__To do__:
1. Name every series of paintings by Bonelli that the exhibition text mentions.
2. In the exhibition text, rewrite the passage from "Along awaited exhibition" to "9-May 30, 2025.", swapping "mature" for "accomplished".

Along awaited exhibition of Michele Bonelli’s “Times Square” series of paintings art-loving public the chance to appreciate her most mature work. Her paintings are mostly abstract, inspired, as she says, “by the essence of Times Square” and will be on view at the Taller Boricua Gallery, 121 East 106th Street from April 9-May 30, 2025.
With many of her other series— “Malibu,” “Alice in Wonderland,” and more recently, “Urban Abstracts”—Bonelli evokes the familiar without resorting to
any type of narrative or specific representation. Her series “Urban Abstracts” was inspired by the panorama of Long Island City where she works in a large, sunny studio. “Landscape is often overlooked,” she says, adding that her goal is to “bring a new and unique understanding and appreciation of urban architecture to the viewer.”

Bonelli brings that same vision to her paintings of Times Square. Everything is there on the canvas—the signs, the shapes, the vitality, the aggression, and buildings converging on each other. Study her latest series and you experience not just the turmoil but the flashy elegance of the epicenter of New York City. An essential motivation for the series came from photographing Times Square. She spent two days shooting about 700 photographs. She made a series of sketches, fine lines echoing the turmoil she captured on film, and then painstakingly mixing oil paints to create the exact tints and colors she wanted.
Bonelli likes working in the square. Her sketches range from 4.5″ x 4.5″ to 10″ x 10.” but mostly 20″ x 20.” The final sketches are so beautiful, they appear to be finished work. Using a series of complex procedures she transfers her sketches to huge canvases leaving no space unfilled—not unlike the crowded streets of Times Square. Her abstract forms evoke its turmoil, energy, and dynamism. Each painting is a knockout—a taut conglomeration with mere suggestions of billboard signs, arcs, circles, straight lines and curves.

__Material shown__:
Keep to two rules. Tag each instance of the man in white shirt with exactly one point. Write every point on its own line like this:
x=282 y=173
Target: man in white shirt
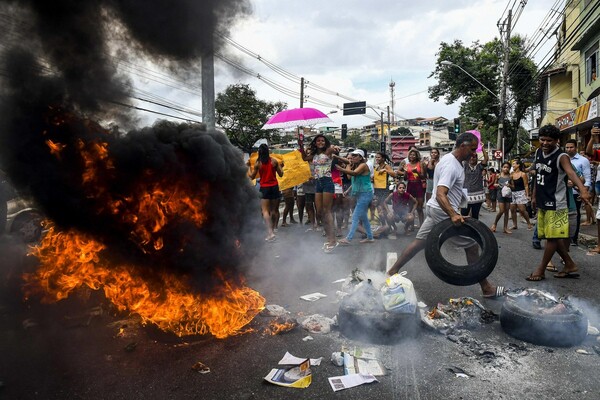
x=581 y=164
x=447 y=196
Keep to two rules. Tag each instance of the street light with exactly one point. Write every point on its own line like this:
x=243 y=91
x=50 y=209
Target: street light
x=499 y=139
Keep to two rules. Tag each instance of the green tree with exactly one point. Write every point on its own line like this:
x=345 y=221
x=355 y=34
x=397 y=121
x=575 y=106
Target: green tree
x=241 y=115
x=353 y=140
x=484 y=62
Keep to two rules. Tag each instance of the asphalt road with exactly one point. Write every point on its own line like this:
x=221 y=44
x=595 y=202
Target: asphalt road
x=71 y=350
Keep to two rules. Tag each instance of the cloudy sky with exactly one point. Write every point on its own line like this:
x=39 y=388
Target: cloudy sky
x=355 y=48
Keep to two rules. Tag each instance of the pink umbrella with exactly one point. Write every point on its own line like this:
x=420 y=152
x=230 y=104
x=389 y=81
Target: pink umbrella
x=296 y=117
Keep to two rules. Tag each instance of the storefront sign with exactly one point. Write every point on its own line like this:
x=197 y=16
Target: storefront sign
x=581 y=114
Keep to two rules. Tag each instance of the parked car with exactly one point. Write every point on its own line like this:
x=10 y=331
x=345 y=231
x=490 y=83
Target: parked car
x=22 y=218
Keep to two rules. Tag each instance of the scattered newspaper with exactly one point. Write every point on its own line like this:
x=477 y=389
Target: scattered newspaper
x=348 y=381
x=362 y=360
x=289 y=359
x=298 y=376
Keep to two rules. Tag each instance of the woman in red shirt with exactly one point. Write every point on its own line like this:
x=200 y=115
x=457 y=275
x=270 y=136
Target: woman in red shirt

__Results for each task__:
1. "Times Square," "Malibu," "Alice in Wonderland," and "Urban Abstracts"

2.
Along awaited exhibition of Michele Bonelli’s “Times Square” series of paintings art-loving public the chance to appreciate her most accomplished work. Her paintings are mostly abstract, inspired, as she says, “by the essence of Times Square” and will be on view at the Taller Boricua Gallery, 121 East 106th Street from April 9-May 30, 2025.